[begin STORED ROWS]

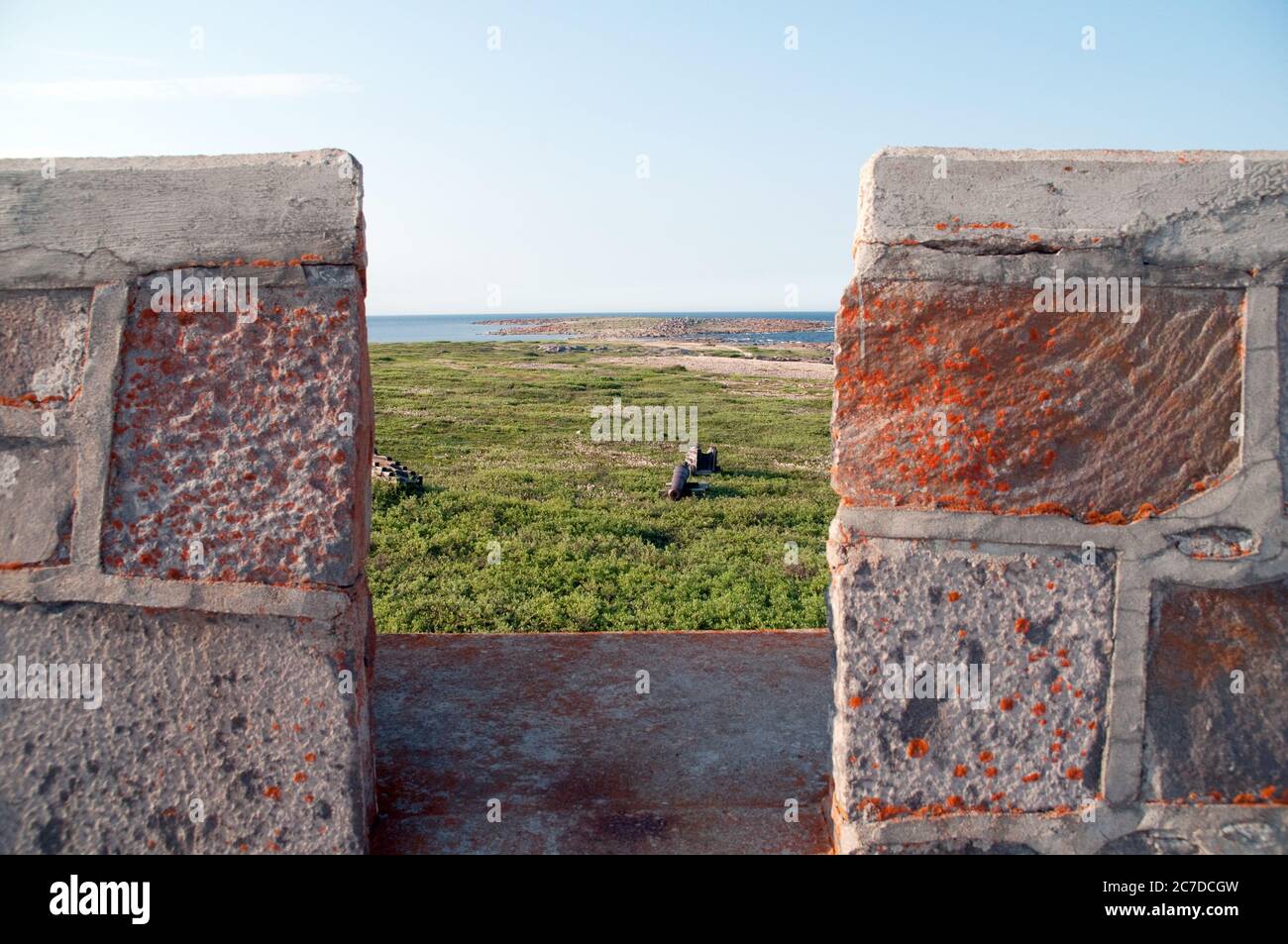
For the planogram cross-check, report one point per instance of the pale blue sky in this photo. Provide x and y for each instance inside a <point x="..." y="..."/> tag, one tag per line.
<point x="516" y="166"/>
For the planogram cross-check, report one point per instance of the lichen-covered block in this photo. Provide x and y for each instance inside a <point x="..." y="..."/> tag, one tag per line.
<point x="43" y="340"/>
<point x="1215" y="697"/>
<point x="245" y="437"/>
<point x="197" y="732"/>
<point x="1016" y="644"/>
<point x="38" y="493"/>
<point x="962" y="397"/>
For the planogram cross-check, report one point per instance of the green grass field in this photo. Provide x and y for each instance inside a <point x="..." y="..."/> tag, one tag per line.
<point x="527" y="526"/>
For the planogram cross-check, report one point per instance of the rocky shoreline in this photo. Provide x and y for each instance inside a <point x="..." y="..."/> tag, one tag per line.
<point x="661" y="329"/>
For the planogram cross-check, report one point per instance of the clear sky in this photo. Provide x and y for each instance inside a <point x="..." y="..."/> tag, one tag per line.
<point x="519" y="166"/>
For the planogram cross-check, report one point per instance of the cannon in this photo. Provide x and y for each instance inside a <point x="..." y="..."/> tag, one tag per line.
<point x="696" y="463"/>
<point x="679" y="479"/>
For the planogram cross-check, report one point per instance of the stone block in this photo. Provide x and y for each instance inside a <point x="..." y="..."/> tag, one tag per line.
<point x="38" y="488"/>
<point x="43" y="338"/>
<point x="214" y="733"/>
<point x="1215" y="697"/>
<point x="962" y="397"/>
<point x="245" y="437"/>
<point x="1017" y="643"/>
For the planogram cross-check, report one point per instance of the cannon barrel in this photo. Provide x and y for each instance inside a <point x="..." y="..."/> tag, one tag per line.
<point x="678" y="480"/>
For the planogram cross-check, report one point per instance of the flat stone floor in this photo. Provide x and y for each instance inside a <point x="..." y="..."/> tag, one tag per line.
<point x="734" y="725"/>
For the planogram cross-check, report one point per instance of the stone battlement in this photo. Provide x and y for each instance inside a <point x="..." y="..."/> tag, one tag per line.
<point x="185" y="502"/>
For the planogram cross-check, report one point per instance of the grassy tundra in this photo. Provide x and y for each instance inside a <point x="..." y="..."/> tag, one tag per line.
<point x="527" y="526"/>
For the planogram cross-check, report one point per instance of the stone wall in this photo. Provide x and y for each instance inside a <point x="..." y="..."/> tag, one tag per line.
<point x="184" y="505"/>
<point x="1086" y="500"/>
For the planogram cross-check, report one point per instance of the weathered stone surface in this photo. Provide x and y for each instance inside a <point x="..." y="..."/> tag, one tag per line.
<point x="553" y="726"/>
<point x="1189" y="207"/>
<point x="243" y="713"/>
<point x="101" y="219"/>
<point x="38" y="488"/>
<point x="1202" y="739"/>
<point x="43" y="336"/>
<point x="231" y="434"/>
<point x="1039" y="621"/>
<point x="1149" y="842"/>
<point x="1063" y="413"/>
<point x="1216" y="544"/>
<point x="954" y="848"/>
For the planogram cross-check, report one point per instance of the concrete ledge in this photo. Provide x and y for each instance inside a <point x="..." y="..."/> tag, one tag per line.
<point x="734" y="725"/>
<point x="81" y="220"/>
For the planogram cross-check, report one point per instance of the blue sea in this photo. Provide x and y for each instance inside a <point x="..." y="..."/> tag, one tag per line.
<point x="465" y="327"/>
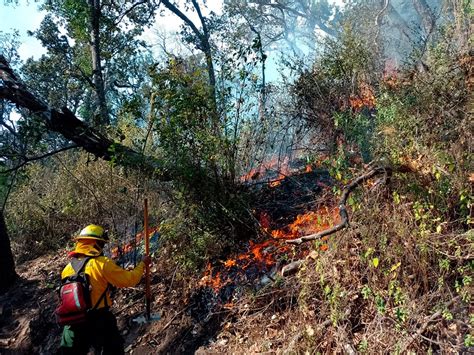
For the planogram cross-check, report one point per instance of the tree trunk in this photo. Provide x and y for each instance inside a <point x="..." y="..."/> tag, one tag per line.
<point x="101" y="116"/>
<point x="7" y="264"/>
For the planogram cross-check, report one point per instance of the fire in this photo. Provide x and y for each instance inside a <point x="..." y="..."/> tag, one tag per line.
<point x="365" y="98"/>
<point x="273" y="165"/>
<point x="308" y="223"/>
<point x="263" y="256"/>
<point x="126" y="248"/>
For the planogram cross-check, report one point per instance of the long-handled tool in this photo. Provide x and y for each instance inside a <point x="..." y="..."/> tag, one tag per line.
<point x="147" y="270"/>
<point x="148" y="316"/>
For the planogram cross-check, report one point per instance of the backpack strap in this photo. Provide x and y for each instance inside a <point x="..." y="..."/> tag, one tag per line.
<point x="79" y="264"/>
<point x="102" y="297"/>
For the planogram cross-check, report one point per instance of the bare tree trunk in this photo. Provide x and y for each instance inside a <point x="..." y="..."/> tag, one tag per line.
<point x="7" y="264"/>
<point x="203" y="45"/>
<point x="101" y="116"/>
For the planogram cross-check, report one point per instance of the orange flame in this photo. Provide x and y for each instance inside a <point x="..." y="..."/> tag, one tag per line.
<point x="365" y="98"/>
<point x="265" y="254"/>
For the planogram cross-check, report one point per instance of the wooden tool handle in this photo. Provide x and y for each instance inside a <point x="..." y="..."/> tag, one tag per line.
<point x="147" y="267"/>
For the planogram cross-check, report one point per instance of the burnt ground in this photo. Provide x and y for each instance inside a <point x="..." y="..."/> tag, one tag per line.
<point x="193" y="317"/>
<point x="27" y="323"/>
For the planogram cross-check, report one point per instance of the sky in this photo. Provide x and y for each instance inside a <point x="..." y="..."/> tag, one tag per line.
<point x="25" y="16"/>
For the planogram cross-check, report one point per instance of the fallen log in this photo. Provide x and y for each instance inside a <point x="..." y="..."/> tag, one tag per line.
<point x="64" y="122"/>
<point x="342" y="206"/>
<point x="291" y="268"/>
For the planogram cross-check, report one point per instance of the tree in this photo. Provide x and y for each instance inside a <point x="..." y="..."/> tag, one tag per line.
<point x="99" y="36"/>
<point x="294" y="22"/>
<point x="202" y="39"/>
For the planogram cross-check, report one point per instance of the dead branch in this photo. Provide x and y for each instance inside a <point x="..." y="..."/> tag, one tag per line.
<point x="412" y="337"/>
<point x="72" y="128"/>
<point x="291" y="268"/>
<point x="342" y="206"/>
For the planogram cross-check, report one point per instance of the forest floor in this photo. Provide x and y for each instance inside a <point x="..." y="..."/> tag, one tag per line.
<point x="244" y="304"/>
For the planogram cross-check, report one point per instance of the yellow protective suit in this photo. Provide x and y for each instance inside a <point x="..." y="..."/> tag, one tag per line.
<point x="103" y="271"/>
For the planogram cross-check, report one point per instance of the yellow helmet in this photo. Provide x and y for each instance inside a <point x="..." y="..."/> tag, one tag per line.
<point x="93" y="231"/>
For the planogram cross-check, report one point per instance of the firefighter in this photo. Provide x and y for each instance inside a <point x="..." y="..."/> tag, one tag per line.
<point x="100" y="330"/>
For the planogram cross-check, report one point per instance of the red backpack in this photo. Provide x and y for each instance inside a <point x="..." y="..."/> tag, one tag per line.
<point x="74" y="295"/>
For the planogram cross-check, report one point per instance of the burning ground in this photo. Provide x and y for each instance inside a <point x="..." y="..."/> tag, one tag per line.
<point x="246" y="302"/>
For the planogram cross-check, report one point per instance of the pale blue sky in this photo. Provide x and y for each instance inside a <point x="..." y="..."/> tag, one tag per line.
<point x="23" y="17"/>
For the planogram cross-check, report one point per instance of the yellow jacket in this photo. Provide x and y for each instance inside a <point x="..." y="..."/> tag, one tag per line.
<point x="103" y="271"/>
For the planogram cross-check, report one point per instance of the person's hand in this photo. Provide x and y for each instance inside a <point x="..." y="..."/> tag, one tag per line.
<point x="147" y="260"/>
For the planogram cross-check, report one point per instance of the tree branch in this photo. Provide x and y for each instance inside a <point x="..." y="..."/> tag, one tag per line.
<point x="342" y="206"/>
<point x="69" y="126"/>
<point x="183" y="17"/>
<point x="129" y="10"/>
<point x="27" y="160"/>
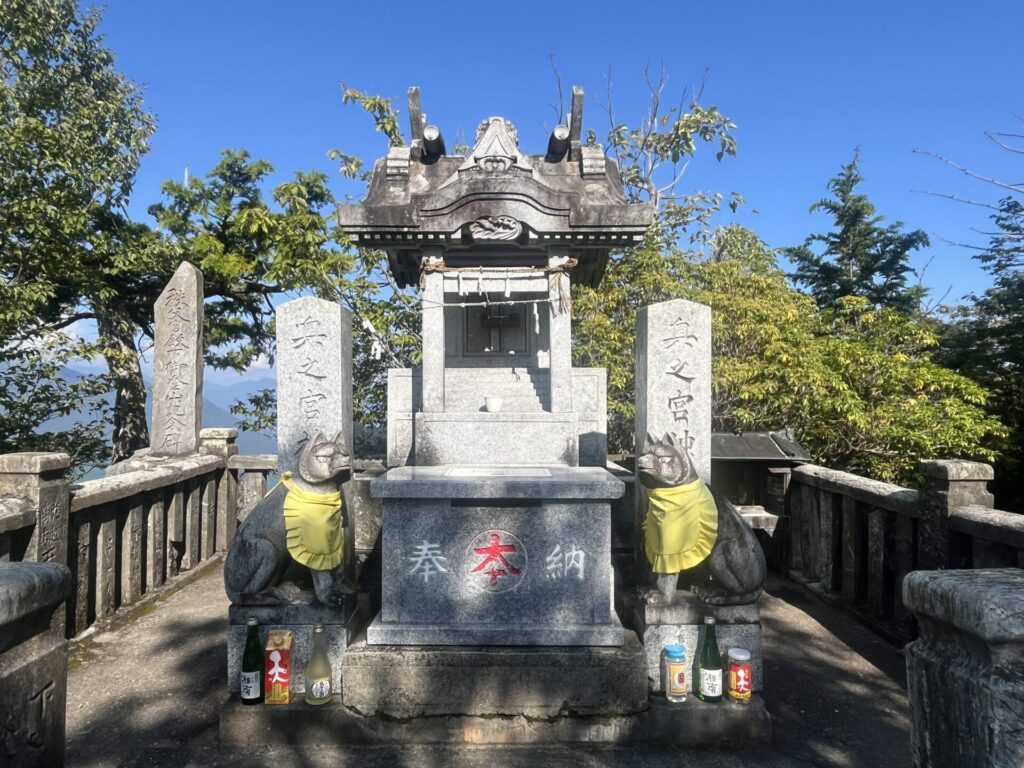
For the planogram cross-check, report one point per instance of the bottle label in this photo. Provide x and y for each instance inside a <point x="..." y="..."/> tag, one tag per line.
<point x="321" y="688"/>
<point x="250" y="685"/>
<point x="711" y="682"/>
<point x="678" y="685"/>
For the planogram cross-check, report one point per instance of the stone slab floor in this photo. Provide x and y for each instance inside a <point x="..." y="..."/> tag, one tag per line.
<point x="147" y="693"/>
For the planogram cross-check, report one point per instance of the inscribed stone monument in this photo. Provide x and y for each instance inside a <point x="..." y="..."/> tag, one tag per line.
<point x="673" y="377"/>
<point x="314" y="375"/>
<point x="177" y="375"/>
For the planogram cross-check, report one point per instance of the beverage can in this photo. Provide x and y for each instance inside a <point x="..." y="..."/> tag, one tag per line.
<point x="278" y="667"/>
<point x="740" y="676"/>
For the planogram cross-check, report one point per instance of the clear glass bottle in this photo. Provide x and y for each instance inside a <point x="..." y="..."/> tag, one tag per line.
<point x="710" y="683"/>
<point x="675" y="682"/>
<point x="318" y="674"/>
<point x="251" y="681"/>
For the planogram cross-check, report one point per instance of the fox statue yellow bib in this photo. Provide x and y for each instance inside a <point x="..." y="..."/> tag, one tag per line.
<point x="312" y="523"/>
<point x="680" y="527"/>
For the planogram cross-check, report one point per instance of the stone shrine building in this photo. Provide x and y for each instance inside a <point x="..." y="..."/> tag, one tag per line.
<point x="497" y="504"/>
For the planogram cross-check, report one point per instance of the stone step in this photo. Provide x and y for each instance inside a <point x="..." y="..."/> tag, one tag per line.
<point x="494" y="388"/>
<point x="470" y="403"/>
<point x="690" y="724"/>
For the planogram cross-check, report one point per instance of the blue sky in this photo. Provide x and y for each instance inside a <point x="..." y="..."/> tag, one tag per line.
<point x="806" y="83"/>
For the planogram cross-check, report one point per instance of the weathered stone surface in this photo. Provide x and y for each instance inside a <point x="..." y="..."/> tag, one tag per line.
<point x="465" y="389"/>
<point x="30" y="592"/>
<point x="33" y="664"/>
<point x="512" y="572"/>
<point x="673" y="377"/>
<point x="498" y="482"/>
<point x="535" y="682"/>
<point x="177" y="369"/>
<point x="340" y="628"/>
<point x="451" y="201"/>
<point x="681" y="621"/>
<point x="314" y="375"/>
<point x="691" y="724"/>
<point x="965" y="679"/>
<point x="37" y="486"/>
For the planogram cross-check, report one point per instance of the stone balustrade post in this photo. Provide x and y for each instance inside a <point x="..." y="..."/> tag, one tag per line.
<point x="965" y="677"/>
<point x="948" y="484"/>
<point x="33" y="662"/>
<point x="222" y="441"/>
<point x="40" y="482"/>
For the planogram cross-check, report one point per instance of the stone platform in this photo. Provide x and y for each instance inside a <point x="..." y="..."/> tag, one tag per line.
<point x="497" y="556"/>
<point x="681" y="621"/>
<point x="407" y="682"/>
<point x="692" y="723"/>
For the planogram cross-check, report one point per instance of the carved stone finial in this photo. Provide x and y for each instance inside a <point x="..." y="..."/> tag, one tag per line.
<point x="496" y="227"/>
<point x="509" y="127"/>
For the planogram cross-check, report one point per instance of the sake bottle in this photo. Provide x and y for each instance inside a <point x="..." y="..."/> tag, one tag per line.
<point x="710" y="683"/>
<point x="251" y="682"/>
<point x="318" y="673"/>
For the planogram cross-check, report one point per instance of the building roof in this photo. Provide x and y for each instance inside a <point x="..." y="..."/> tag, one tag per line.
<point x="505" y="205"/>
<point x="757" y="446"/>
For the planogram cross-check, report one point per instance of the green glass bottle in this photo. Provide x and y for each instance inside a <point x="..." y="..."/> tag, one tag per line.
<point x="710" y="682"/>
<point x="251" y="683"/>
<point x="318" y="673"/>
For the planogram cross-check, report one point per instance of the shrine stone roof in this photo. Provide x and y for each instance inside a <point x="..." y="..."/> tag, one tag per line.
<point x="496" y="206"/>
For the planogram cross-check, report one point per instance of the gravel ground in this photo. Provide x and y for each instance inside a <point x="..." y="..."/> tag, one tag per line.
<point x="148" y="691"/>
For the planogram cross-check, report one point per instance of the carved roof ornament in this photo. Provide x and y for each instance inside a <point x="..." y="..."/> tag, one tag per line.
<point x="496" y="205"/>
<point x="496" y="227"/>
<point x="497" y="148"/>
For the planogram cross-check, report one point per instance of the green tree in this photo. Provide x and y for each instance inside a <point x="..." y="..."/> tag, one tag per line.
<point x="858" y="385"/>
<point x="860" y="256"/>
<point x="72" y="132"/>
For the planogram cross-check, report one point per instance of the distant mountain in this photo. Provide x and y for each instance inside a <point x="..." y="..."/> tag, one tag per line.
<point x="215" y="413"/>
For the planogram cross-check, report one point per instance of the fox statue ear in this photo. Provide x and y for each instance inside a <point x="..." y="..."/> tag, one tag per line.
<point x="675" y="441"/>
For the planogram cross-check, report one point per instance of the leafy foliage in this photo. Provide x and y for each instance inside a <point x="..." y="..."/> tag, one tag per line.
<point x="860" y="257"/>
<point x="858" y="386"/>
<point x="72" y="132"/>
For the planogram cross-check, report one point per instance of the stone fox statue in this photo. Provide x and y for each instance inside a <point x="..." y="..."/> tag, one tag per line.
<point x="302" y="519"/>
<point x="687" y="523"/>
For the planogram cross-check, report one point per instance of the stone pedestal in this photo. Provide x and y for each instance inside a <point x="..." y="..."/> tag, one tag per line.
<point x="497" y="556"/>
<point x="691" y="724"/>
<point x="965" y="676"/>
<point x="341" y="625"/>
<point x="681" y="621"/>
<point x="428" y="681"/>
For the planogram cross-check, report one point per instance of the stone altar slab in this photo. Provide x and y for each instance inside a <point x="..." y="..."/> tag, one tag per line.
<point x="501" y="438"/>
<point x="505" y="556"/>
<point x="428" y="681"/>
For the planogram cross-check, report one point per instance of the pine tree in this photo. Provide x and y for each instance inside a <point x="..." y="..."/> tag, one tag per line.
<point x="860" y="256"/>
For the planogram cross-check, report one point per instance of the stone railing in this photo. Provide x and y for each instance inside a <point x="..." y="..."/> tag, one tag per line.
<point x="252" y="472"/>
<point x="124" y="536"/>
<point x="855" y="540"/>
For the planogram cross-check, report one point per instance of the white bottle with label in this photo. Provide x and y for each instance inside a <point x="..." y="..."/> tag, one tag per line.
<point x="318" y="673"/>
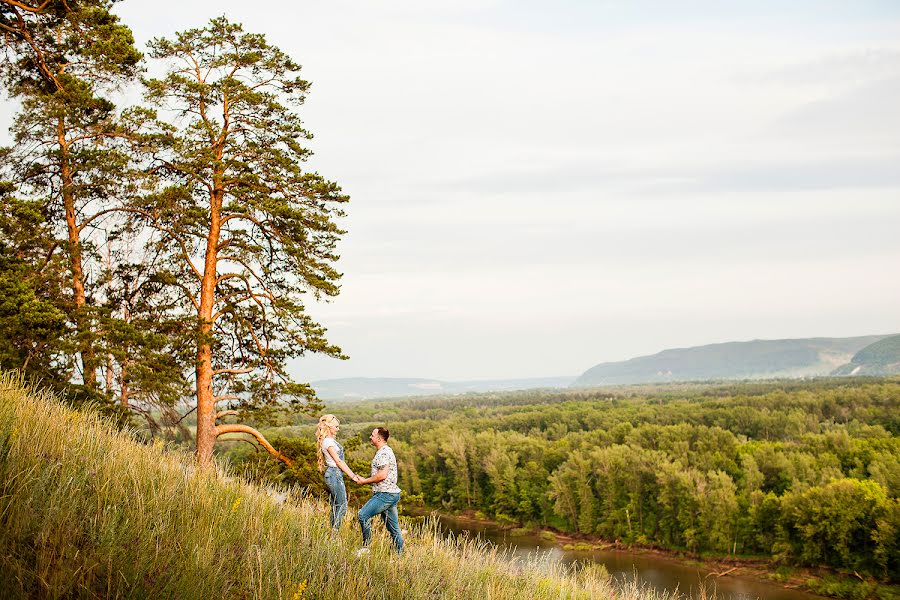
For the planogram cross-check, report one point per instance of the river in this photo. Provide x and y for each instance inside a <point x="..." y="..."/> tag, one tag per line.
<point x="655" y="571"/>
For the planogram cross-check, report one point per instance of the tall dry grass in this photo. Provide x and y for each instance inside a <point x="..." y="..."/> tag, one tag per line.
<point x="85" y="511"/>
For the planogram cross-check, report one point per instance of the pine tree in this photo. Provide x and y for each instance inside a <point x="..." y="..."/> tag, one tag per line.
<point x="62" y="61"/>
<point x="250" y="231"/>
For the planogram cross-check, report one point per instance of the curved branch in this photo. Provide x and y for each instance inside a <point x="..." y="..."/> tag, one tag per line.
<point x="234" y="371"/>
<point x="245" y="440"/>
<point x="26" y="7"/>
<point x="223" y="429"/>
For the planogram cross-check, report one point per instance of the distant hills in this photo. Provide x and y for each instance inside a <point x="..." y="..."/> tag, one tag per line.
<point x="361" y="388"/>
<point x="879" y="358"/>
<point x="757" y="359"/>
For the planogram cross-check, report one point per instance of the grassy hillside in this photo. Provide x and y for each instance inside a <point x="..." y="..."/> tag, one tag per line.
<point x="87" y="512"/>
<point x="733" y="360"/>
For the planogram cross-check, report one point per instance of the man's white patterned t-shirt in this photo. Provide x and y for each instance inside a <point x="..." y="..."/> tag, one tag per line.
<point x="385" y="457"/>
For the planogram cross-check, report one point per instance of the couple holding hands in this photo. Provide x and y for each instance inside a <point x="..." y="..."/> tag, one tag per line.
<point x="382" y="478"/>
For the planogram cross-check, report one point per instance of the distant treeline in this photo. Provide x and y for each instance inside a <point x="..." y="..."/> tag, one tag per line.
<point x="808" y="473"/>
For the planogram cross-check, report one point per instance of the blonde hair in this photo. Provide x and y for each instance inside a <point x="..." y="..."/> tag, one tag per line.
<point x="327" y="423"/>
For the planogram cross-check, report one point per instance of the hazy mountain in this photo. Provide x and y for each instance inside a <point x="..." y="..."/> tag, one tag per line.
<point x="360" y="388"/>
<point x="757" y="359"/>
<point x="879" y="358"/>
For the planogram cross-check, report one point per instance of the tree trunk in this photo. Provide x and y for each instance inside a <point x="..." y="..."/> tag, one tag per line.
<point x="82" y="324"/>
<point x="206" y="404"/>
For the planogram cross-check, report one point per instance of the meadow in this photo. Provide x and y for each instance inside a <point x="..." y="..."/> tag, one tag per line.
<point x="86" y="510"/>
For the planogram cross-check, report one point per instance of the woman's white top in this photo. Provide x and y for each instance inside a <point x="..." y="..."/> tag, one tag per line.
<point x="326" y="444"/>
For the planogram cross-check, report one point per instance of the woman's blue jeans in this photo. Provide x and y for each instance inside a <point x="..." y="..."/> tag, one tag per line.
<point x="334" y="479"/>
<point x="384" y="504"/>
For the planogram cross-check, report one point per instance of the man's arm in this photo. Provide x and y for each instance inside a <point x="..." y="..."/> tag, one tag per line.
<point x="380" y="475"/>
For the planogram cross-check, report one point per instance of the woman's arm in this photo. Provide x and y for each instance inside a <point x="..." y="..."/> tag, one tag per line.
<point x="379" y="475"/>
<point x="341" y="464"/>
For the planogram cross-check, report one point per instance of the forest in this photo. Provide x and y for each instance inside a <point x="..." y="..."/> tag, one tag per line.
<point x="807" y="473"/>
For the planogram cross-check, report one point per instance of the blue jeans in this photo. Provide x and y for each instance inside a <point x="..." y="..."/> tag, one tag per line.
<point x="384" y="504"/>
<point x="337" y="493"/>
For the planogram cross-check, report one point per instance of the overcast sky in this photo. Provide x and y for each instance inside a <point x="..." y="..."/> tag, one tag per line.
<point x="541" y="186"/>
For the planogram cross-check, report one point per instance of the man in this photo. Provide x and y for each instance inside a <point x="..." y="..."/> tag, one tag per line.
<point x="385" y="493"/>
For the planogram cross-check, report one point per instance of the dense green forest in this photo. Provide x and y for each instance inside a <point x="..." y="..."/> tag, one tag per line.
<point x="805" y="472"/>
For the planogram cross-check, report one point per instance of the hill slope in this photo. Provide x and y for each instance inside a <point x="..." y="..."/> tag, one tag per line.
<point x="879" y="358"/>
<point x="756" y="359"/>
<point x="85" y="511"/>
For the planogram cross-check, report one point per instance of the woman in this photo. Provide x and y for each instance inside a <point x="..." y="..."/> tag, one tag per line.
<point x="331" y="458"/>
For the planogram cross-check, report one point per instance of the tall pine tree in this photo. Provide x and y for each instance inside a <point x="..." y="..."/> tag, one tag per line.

[end STORED ROWS]

**TASK:**
Format as a numbered list, omitting blank lines, the part of the listing that opens with the line containing "of the hill" and runs through the end of the listing.

**RESULT OF THE EXERCISE:**
1. For the planogram cross-check, report one point per instance of the hill slope in this photo. Provide x and y for each instance inside a <point x="..." y="..."/> tag, one tag per line.
2. <point x="879" y="358"/>
3. <point x="756" y="359"/>
4. <point x="85" y="511"/>
5. For the planogram cross-check, report one point per instance of the woman in this photo. Provide x and y for each instance inside a <point x="..." y="..."/> tag, one tag per line.
6. <point x="331" y="458"/>
7. For the planogram cross-check, report one point per instance of the tall pine tree in this photo. Provide x and y for each instance inside a <point x="..." y="..."/> tag, one tag per line.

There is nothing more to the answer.